YOUR INSTRUCTIONS: When you copy the entries, omit the images and keep every word as it is.

INPUT MATERIAL:
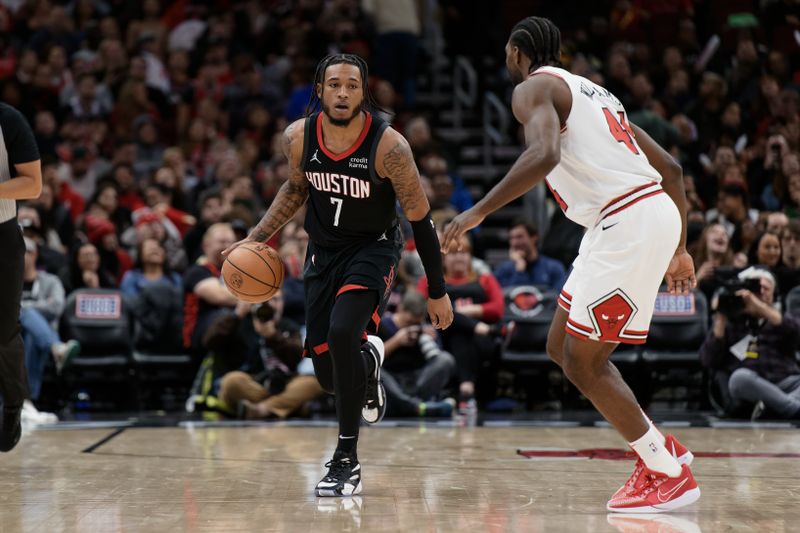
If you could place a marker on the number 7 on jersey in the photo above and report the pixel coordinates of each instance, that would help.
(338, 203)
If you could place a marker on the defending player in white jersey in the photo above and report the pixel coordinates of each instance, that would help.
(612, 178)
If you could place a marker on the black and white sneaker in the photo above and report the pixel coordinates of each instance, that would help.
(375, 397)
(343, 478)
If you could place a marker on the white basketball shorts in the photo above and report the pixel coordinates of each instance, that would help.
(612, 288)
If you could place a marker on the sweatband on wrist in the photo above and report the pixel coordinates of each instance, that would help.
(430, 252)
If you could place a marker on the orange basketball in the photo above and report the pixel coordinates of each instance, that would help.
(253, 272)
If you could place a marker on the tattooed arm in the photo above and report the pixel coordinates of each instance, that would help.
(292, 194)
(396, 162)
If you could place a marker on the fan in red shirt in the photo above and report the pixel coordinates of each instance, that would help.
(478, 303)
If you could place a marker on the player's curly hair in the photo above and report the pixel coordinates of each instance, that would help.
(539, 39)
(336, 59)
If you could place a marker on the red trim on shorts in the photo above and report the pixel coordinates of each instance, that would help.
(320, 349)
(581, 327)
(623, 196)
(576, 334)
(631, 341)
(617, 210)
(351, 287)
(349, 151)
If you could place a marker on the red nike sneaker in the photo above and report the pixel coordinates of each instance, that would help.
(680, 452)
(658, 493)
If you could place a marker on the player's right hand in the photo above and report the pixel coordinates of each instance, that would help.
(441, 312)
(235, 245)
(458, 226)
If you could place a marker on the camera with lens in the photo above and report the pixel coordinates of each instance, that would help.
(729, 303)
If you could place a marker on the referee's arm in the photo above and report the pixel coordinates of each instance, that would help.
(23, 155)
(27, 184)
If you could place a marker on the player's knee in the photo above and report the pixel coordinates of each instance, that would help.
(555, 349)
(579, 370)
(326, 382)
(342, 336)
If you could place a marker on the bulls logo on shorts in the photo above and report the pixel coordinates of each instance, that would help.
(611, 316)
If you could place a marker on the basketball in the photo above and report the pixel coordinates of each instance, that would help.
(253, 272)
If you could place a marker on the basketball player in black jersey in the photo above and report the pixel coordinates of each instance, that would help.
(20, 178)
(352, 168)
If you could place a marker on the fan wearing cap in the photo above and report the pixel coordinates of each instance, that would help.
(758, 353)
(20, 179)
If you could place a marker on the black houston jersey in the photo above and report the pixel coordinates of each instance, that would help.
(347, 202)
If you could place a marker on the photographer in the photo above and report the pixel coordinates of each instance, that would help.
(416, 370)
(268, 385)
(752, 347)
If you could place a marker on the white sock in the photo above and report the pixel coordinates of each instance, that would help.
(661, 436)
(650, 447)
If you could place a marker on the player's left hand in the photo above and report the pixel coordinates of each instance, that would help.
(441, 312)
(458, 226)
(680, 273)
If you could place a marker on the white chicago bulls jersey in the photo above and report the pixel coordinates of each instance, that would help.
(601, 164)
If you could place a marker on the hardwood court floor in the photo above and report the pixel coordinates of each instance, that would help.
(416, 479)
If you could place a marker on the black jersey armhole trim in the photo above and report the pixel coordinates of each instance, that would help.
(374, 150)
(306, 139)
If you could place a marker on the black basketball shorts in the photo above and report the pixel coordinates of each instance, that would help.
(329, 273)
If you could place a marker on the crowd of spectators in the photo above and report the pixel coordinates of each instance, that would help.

EXERCISE OUTPUT:
If you could place a marker on the number 7 on jersey in the photo above and report the pixel coordinates of each instance, that would help.
(338, 203)
If you could place a marker on the defending player in white jersey in the photo above and report the pixel coordinates of each instance, that would help.
(612, 178)
If you could place a marker on the black and white sneaker in the photo above and report the pixel coordinates of each instance, that would help.
(375, 397)
(343, 478)
If you could place a marker on the white basketball shorts in the photo above and report the pixel coordinates of each instance, that would help.
(612, 288)
If you could place a marker on the sweatband on wrist in the photo above and report the pixel coordinates of each instance, that would help.
(430, 252)
If you could place a marker on the orange basketball in the photo above and report the pixel coordinates of each instance, that would help.
(253, 272)
If you could place a marker on the tattooed arm in the photo above and report the pixel coordinates of each instance, that would help.
(292, 194)
(396, 162)
If you could place a marker on the fan in red shirt in the photo above and report the pixel coordinates of each instance, that would help.
(478, 303)
If you could place a marker on the player's curly hair in the photo above and report the pixel coordinates of each instance, that would help.
(539, 39)
(336, 59)
If you could place a marker on the red trim on shorts in the photo above and report the pixel coordinates of each instance, that would help.
(320, 349)
(581, 327)
(623, 196)
(576, 334)
(631, 341)
(617, 210)
(351, 287)
(349, 151)
If you could place a marker on the red nike sneaker in the photo above and report the pixel coordinates of each instance, that would help.
(680, 452)
(658, 493)
If you could place a marker on the player's right hand in the photo above and report the pixel coordinates of each instance, that would help.
(441, 312)
(235, 245)
(458, 226)
If you could place a marker on the camera with lens in the photo above and report the pixel coordinates of each instance, that would help.
(729, 303)
If you could place a marker on the referee's arm in the photo above and report the pixel coordinates of each instance, that would help.
(23, 155)
(27, 184)
If you could place a marker on the player's knee in the photo above and report the pixel coordinates of each instance, that would help.
(555, 349)
(579, 370)
(326, 382)
(342, 336)
If you could place a marker on the bulls logo on shorts in the photo above and report the pixel coordinates of each instance, that would help.
(611, 316)
If you could place a marker on the basketball in the photo above and report the pixel coordinates of each instance, that would help.
(253, 272)
If you could place a marker on the basketball player in black jersey in the photo above and report the pixel coordinates of each instance, that would help.
(20, 178)
(352, 168)
If you could place a marker on the fan wearing cap in the photo above and report the pixel coordinates of each instance, that would help.
(758, 353)
(20, 179)
If you could place a marker on the black houston jersey in the photo above and report the pixel coordinates of each instance, that would help.
(347, 202)
If you could place a marker on the photographer in the photo above and report the pixel coordinates of each instance, that would help.
(416, 370)
(268, 385)
(752, 347)
If you could place a marker on the white sock in the photo above and report the pixel coordinates of each instance, that would help.
(661, 436)
(650, 447)
If you could place a marker on the player's left hand in the photo above and report the pixel coordinates of each instance, that would help.
(441, 312)
(458, 226)
(680, 273)
If you could place a marker on the white chicago bulls jersey in the photo above and report the pixel coordinates of each instance, that would help.
(601, 164)
If you could place a marker on the hardwood court floor in the photo above and report the pixel coordinates of each instance, that would help.
(416, 479)
If you could place a marker on the black jersey armhole trim in the photo above and report the pixel coordinates of each instance, that would help.
(374, 150)
(306, 139)
If you could place a marker on the black basketball shorts in the photo above and report the pixel coordinates of each instance, that would help.
(329, 273)
If you could place a marker on the crowd of spectators in the photo above and report the pixel coordinates of each instance, that would help.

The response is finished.